(Referring expression pointing data)
====================

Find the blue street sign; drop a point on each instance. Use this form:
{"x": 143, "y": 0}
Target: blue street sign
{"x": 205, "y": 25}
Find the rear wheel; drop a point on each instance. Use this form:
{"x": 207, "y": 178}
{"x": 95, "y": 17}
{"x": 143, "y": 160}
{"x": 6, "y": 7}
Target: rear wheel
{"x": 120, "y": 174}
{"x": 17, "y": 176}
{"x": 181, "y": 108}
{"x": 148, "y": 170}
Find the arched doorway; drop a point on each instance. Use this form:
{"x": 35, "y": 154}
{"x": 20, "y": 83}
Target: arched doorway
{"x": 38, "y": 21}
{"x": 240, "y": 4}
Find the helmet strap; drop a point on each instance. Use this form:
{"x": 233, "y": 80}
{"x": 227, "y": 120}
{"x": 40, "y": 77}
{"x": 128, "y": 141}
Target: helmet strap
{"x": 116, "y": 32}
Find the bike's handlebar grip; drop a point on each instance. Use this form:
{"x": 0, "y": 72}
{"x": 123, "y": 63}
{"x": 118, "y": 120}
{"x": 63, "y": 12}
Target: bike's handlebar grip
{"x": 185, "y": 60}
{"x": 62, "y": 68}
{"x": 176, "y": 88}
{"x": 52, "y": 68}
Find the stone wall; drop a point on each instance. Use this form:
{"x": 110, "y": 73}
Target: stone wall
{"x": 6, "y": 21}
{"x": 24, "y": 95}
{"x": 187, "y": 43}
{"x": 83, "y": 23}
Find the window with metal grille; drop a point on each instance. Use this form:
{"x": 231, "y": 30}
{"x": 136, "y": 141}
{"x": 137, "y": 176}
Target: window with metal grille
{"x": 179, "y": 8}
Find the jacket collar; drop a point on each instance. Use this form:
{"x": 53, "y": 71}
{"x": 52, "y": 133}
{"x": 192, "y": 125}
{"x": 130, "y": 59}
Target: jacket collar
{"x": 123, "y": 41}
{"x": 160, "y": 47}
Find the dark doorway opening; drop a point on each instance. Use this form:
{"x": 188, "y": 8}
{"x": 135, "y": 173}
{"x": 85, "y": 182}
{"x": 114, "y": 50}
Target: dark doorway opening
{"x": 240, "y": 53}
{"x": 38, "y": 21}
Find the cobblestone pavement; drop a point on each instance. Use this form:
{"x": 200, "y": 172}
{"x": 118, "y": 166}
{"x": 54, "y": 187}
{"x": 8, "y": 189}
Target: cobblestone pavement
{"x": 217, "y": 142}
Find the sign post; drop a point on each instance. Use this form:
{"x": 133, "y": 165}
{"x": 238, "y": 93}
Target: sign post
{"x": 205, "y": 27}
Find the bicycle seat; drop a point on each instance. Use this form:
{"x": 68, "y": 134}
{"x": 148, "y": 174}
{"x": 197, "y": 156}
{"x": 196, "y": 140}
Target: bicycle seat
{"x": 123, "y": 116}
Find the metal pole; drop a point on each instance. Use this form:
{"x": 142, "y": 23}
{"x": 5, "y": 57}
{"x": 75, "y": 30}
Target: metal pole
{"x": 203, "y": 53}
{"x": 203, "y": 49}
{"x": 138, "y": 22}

====================

TASK TO COMPLETE: The answer must reproduce all of the entries exactly.

FINISHED TASK:
Find the blue street sign; drop a point on each instance. Use this form:
{"x": 143, "y": 0}
Target: blue street sign
{"x": 205, "y": 25}
Find the rear wheel; drop a point on each instance. Use this form:
{"x": 207, "y": 178}
{"x": 95, "y": 17}
{"x": 143, "y": 160}
{"x": 6, "y": 7}
Target: rear wheel
{"x": 120, "y": 174}
{"x": 17, "y": 176}
{"x": 181, "y": 108}
{"x": 148, "y": 170}
Find the arched doorway; drop a point on each instance. Use this form:
{"x": 35, "y": 154}
{"x": 20, "y": 83}
Target: arched doorway
{"x": 38, "y": 21}
{"x": 240, "y": 4}
Find the helmet strap; drop a point on each instance. Use this form:
{"x": 233, "y": 80}
{"x": 227, "y": 120}
{"x": 40, "y": 77}
{"x": 128, "y": 141}
Target: helmet strap
{"x": 116, "y": 32}
Find the bike's handlebar grip; drop a point on each instance. Use this form:
{"x": 0, "y": 72}
{"x": 123, "y": 63}
{"x": 118, "y": 120}
{"x": 63, "y": 12}
Target: bike's handlebar grip
{"x": 185, "y": 60}
{"x": 62, "y": 68}
{"x": 176, "y": 88}
{"x": 52, "y": 68}
Find the stone wall; drop a point on each instance. Use this form:
{"x": 110, "y": 73}
Target: stone wall
{"x": 6, "y": 21}
{"x": 24, "y": 95}
{"x": 187, "y": 43}
{"x": 83, "y": 23}
Find the window with metal grille; drop a point on each instance. Use this form:
{"x": 231, "y": 30}
{"x": 136, "y": 141}
{"x": 137, "y": 176}
Target: window with metal grille
{"x": 179, "y": 8}
Find the jacket collar; drop a point on each instance. Use this form:
{"x": 53, "y": 71}
{"x": 52, "y": 133}
{"x": 192, "y": 125}
{"x": 130, "y": 59}
Target: jacket collar
{"x": 123, "y": 41}
{"x": 160, "y": 47}
Find the dark doorway opening; drop a point on each instance. Use this form:
{"x": 188, "y": 8}
{"x": 135, "y": 173}
{"x": 85, "y": 182}
{"x": 114, "y": 50}
Target: dark doorway opening
{"x": 240, "y": 53}
{"x": 38, "y": 21}
Find the cobblestone pavement; drop a point on each instance. Use this form:
{"x": 200, "y": 172}
{"x": 118, "y": 166}
{"x": 54, "y": 187}
{"x": 8, "y": 189}
Target: cobblestone pavement
{"x": 217, "y": 142}
Find the sign post; drop a point on each instance. Use this form:
{"x": 133, "y": 165}
{"x": 238, "y": 93}
Target: sign post
{"x": 205, "y": 27}
Find the bicycle seat; drop a point on each instance. Use this form:
{"x": 68, "y": 134}
{"x": 148, "y": 174}
{"x": 197, "y": 156}
{"x": 196, "y": 140}
Target: bicycle seat
{"x": 123, "y": 116}
Find the metal pole; drop a point on each instance. Use this form:
{"x": 142, "y": 23}
{"x": 5, "y": 57}
{"x": 75, "y": 30}
Target: metal pole
{"x": 203, "y": 53}
{"x": 203, "y": 49}
{"x": 138, "y": 22}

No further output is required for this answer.